[REQUEST 1] In the article on Islam Makhachev, give the passage from "Islam Makhachev doesn't" to "like event wristbands." again, changing "combat sambo" to "freestyle judo".
[REQUEST 2]
Please answer these questions from the article on Islam Makhachev:
(a) In what year was Makhachev a world champion?
(b) Besides combat sambo, what discipline did his grappling come up through?
(c) What does the article say some black belts got handed out like?

[TEXT SEGMENT]
---*---
Islam Makhachev Has No BJJ Black Belt But Knows Exactly Which MMA Fighters' Black Belts Are Fake

Islam Makhachev Has No BJJ Black Belt But Knows Exactly Which MMA Fighters' Black Belts Are Fake

Islam Makhachev doesn't have a BJJ black belt. His grappling came up through combat sambo — world champion in 2016 — and Russian wrestling. No blue belt ceremony, no purple belt disappearing for six months, no eight-year brown belt limbo. The whole color-coded progression that consumes enormous mental energy in BJJ circles simply never applied to him.

Which makes it strange that he's become the most credible voice in MMA on which black belts are real and which ones got handed out like event wristbands.
---*---
[LISTING]
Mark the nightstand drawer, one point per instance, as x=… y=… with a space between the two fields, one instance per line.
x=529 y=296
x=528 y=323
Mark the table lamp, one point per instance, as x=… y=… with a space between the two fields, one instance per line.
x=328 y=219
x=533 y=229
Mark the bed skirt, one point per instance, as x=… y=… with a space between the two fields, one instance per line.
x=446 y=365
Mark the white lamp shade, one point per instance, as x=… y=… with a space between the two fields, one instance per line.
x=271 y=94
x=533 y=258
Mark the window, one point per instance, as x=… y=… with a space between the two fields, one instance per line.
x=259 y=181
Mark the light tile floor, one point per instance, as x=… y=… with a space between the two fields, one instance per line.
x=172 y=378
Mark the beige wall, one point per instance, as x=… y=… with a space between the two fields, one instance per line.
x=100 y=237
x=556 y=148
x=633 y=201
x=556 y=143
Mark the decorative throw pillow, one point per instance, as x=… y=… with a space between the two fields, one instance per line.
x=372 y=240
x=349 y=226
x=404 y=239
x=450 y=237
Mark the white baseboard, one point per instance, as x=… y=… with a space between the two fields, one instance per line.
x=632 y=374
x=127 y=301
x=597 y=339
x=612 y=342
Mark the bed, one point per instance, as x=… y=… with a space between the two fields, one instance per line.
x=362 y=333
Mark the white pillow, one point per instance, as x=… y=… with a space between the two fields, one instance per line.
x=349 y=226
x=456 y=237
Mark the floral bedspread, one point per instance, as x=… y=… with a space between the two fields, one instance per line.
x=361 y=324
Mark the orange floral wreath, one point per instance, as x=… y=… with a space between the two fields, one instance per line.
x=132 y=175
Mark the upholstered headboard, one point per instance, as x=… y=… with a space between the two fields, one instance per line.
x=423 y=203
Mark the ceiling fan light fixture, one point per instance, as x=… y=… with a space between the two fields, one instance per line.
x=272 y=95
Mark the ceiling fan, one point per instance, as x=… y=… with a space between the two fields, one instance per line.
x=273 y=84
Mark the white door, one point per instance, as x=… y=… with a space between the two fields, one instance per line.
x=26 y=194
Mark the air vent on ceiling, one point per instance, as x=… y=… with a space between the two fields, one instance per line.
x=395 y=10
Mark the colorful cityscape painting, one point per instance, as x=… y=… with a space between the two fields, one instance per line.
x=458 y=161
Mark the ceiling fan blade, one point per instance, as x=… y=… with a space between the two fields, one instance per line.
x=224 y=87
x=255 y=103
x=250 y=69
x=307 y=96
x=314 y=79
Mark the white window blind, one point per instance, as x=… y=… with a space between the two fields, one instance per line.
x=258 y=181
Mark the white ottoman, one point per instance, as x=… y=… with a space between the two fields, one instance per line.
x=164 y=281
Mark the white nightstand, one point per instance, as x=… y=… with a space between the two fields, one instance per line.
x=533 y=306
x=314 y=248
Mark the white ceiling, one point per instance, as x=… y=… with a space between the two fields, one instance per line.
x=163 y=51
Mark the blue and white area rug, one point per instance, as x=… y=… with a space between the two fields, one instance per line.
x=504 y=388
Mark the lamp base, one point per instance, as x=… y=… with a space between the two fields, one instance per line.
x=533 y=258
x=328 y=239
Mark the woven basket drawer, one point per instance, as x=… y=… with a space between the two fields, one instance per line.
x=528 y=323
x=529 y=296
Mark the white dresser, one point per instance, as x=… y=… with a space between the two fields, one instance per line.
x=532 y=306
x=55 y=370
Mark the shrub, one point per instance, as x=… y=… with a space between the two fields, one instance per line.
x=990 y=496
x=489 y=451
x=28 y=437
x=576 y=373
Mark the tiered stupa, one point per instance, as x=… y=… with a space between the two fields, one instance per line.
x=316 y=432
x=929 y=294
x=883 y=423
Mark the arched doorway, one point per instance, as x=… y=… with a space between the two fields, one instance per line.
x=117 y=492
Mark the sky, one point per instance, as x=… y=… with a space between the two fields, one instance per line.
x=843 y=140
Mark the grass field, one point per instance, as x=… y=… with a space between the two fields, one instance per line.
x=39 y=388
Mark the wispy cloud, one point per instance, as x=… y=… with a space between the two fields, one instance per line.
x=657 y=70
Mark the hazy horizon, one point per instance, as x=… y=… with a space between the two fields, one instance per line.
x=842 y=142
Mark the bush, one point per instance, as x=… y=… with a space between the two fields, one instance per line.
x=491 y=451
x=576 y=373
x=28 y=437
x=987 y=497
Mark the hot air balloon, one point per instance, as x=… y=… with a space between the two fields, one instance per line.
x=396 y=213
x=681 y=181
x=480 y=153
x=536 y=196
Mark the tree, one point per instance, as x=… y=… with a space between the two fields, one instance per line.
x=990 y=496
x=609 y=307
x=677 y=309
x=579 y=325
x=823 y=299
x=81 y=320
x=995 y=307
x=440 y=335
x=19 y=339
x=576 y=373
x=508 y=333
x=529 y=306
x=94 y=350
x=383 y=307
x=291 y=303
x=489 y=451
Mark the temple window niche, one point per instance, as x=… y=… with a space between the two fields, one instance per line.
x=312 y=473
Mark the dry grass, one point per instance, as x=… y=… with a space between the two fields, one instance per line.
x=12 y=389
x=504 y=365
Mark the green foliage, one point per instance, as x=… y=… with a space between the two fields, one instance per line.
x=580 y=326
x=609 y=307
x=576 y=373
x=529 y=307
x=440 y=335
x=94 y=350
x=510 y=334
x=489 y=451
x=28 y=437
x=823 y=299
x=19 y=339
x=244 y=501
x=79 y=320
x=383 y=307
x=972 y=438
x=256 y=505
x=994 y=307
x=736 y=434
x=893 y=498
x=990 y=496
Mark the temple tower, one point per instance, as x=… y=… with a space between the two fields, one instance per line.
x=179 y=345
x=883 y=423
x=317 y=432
---*---
[EXERCISE RESULT 1]
Islam Makhachev doesn't have a BJJ black belt. His grappling came up through freestyle judo — world champion in 2016 — and Russian wrestling. No blue belt ceremony, no purple belt disappearing for six months, no eight-year brown belt limbo. The whole color-coded progression that consumes enormous mental energy in BJJ circles simply never applied to him.

Which makes it strange that he's become the most credible voice in MMA on which black belts are real and which ones got handed out like event wristbands.

[EXERCISE RESULT 2]
(a) 2016
(b) Russian wrestling
(c) Event wristbands